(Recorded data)
┄┄┄┄┄┄┄┄┄┄
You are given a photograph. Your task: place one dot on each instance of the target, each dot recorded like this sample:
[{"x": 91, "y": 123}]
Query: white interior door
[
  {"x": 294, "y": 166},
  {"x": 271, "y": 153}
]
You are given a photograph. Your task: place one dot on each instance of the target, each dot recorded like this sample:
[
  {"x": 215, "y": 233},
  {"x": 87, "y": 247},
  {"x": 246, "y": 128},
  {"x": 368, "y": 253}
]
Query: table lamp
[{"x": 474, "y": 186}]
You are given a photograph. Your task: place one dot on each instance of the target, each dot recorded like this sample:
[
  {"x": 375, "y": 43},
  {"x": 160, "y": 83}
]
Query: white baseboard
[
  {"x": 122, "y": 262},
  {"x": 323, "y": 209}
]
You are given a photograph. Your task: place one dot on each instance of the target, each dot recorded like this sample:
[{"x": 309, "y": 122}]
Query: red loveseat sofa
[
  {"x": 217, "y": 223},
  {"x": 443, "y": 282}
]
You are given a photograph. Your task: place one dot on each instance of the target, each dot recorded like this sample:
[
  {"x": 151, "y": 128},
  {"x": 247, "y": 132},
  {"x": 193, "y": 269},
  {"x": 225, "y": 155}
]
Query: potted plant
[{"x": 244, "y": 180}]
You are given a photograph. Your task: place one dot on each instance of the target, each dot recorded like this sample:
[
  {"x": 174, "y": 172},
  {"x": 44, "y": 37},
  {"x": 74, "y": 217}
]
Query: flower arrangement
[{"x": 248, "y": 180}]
┄┄┄┄┄┄┄┄┄┄
WHAT IS BEING ASKED
The line containing "Query: white baseboard" opens the range, and the last line of the entries closes it; copy that range exactly.

OUTPUT OF THE TASK
Query: white baseboard
[
  {"x": 122, "y": 262},
  {"x": 323, "y": 209}
]
You are given a photograph. Your task: place one dot on each instance of the target, each dot recorded like this sample:
[{"x": 309, "y": 122}]
Query: red loveseat sofa
[
  {"x": 217, "y": 223},
  {"x": 443, "y": 282}
]
You are given a photograph. Your task: place one dot on each instance of the target, each dot recorded like this sample:
[
  {"x": 151, "y": 128},
  {"x": 247, "y": 132},
  {"x": 193, "y": 269},
  {"x": 225, "y": 155}
]
Query: potted plant
[{"x": 244, "y": 180}]
You are given a photograph. Your task: place one dot on each instance of the target, each dot recorded like this sample:
[
  {"x": 174, "y": 172},
  {"x": 44, "y": 37},
  {"x": 74, "y": 217}
]
Query: flower arrangement
[{"x": 248, "y": 180}]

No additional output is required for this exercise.